Source data:

────────────────

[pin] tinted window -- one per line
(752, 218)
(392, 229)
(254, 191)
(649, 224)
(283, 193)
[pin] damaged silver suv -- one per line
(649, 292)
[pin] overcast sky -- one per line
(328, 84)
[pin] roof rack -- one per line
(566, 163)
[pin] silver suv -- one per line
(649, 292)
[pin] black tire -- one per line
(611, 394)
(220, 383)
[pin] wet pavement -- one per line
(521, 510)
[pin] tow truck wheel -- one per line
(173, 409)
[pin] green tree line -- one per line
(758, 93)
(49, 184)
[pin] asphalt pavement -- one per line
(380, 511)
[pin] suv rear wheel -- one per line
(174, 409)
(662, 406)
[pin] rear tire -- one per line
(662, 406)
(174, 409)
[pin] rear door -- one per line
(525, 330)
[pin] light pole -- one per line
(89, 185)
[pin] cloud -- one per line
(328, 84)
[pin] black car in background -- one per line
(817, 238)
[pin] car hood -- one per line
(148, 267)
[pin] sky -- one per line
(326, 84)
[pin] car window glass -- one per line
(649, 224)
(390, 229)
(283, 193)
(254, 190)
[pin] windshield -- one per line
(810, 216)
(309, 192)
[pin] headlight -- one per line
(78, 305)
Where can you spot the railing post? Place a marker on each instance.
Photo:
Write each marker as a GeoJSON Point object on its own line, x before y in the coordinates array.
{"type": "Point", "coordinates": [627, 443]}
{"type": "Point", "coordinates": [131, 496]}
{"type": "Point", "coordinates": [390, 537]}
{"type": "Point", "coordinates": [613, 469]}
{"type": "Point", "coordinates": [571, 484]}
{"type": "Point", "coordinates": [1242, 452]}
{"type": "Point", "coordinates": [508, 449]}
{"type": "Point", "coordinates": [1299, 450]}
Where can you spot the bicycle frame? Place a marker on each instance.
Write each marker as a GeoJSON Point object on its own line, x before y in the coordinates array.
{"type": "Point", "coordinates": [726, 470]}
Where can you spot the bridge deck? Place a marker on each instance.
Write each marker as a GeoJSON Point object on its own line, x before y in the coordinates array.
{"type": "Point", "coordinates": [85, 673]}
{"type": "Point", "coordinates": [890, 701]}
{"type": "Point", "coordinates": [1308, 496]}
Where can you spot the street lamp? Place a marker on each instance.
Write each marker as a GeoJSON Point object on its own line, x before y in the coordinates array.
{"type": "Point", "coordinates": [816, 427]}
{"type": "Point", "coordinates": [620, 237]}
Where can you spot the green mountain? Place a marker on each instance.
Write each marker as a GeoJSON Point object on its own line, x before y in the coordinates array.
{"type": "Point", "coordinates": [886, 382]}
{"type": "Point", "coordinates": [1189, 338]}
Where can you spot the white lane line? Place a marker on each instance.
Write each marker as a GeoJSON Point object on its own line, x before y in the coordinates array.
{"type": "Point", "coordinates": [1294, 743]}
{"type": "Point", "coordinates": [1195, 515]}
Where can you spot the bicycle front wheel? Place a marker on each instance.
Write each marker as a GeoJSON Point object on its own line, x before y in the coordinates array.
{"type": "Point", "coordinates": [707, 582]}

────────────────

Exercise: Lines holding the word "bicycle" are the answer; copy every one from the records above.

Task result:
Where can you spot the bicycle frame? Place a marker on each instance.
Where can you spot the bicycle front wheel? Place a marker on each instance.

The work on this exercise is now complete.